*The request*. Pick out every line in the data below that contains the word "ridge" and copy each of those lines in full.

*Available records*.
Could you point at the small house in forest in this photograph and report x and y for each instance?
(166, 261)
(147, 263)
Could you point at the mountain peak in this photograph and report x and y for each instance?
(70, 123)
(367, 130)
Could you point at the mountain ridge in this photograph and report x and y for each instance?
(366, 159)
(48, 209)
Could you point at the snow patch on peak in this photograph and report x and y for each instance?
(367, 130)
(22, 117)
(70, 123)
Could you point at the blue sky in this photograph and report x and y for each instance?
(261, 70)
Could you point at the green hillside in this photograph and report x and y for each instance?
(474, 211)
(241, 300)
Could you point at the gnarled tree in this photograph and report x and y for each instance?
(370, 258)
---
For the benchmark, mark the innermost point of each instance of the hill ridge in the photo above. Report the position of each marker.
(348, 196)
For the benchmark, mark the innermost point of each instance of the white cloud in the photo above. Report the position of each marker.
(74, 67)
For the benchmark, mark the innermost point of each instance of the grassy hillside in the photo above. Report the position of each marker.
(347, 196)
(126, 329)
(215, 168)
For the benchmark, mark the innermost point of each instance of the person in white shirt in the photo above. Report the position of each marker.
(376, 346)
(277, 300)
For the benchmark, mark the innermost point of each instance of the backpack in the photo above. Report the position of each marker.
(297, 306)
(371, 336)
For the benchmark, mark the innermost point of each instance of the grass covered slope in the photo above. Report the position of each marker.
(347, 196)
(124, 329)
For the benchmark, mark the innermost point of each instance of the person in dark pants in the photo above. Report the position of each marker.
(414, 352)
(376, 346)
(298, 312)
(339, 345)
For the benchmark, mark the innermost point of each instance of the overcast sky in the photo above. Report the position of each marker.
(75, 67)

*The answer*.
Could you point at the mountain ridge in this photograph and report x and y for each instance?
For the benchmark, mark the innermost point of each instance of the hill ridge in the photo above. Report the position of each marker.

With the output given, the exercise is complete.